- [Prompt A] In the House of Lords debate, where does the Lord Chancellor say a magistrates' court generally has no jurisdiction to hear a complaint?

HL Deb 12 June 1958 vol 209 cc796-804

3.22 p.m.

Amendments reported (according to Order).

Clause 4 [Variation of orders registered in magistrates' courts]:

THE LORD CHANCELLOR moved, in subsection (2) (a), after "order" to insert: (other than jurisdiction in a case where a party to the order is not present in England when the application for variation is made)". The noble and learned Viscount said: My Lords, it may be convenient if your Lordships consider Amendments 1 and 2 together, because they deal with the same point. In general, a magistrates' court has no jurisdiction to hear a complaint where one of the parties resides outside England and Wales. In the High Court there is no such limitation and it is possible to deal with the situation by substituted service. Your Lordships will see that Clause 4 (2) (a) of the Bill enables a magistrates' court to exercise the same jurisdiction to vary any rate of payment specified in a High Court order registered under it which would otherwise be exercisable by the High Court. It was intended to enable magistrates' courts to apply the same principles as the High Court, and it is not intended to increase their jurisdiction with regard to these registered orders. A very different position arises, which I will deal with in a moment, with regard to attachment of earnings orders under a later part of the Bill. It is to safeguard this position that these Amendments are moved. I should draw your Lordships' attention to the fact that the second Amendment introduces a sub-paragraph (b), and it would be convenient, as a matter of arrangement of the Bill, if in line 25 after "court" there were inserted (a). I beg to move the first Amendment.

Amendment moved— Page 4, line 39, after ("order ") insert the said words.—(The Lord Chancellor.)

On Question, Amendment agreed to.

THE LORD CHANCELLOR

My Lords, I have already described this Amendment to your Lordships. I beg to move.

Amendment moved— Page 5, line 26, at end insert ("; or (b) at a time when a party to the order is not present in England").—(The Lord Chancellor.)

On Question, Amendment agreed to.

Clause 17 [Prohibition of committal more than once in respect of same arrears]:

THE LORD CHANCELLOR

My Lords, this Amendment paves the way for the new clause with the side note "Powers of magistrates to review committals, etc." I beg to move.

Amendment moved— Page 16, line 11, after ("warrant") insert ("(other than a warrant of which the issue is postponed under paragraph (ii) of subsection (5) of section (Powers of magistrates to review committals, etc.) of this Act)").—(The Lord Chancellor.)

On Question, Amendment agreed to.

THE LORD CHANCELLOR moved, after Clause 17 to insert the following new clause:

Powers of magistrates to review committals, etc.

- [Materials provided]
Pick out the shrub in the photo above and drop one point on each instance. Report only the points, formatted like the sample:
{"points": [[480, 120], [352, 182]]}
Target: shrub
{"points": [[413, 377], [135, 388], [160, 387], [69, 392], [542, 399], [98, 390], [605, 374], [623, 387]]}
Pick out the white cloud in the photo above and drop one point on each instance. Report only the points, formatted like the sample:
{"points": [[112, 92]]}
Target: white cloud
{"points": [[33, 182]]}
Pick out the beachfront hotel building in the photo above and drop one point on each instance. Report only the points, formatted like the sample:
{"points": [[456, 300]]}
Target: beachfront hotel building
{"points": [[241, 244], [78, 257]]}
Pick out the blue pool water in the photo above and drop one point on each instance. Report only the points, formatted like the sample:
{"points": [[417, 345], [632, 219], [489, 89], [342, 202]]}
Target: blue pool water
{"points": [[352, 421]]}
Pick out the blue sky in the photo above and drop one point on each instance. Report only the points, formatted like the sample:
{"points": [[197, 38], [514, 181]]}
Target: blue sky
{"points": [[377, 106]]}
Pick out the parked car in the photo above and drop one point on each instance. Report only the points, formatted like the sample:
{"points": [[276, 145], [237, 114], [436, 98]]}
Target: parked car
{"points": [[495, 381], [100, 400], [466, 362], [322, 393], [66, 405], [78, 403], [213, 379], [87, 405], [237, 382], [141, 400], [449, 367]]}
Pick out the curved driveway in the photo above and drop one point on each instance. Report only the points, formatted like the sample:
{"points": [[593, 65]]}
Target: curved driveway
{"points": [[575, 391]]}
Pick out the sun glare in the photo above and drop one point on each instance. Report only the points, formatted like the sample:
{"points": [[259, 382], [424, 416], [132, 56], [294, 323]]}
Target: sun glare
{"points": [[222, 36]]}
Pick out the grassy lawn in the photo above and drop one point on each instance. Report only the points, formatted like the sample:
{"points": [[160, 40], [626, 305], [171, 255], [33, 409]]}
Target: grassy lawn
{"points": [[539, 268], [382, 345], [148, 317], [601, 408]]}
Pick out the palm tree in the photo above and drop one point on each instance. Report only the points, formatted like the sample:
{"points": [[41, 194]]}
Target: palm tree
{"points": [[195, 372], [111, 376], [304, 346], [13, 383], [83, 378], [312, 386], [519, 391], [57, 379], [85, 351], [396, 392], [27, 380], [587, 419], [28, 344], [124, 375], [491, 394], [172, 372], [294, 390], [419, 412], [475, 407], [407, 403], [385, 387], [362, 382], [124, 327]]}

- [Prompt B] Write out again, word for word, the part of the rows that opens with the line containing "Pick out the blue sky" and runs through the end of the rows, both ends included.

- [Result A] Where one of the parties resides outside England and Wales.

- [Result B]
Pick out the blue sky in the photo above and drop one point on each instance. Report only the points, formatted like the sample:
{"points": [[197, 38], [514, 181]]}
Target: blue sky
{"points": [[377, 106]]}
Pick out the parked car in the photo above and drop one point on each instance. Report only the points, formatted like the sample:
{"points": [[276, 145], [237, 114], [436, 98]]}
Target: parked car
{"points": [[495, 381], [100, 400], [466, 362], [322, 393], [66, 405], [78, 403], [213, 379], [87, 405], [237, 382], [141, 400], [449, 367]]}
Pick out the curved driveway in the photo above and drop one point on each instance. Report only the points, formatted like the sample:
{"points": [[593, 65]]}
Target: curved driveway
{"points": [[575, 391]]}
Pick out the sun glare in the photo above and drop one point on each instance. Report only the points, formatted like the sample:
{"points": [[259, 382], [424, 416], [132, 56], [294, 323]]}
Target: sun glare
{"points": [[222, 36]]}
Pick out the grassy lawn in the photo above and drop one point on each instance. Report only the points, formatted like the sample:
{"points": [[160, 40], [626, 305], [171, 255], [33, 409]]}
Target: grassy lawn
{"points": [[539, 268], [382, 345], [148, 317], [601, 408]]}
Pick out the palm tree in the photo above and drop one point on each instance. Report only the points, formatted like the sample:
{"points": [[41, 194]]}
Target: palm tree
{"points": [[195, 372], [111, 376], [304, 346], [13, 383], [83, 378], [312, 386], [519, 391], [57, 379], [85, 351], [396, 392], [27, 380], [587, 419], [28, 344], [124, 375], [491, 394], [172, 372], [294, 390], [419, 412], [475, 407], [407, 403], [385, 387], [362, 382], [124, 327]]}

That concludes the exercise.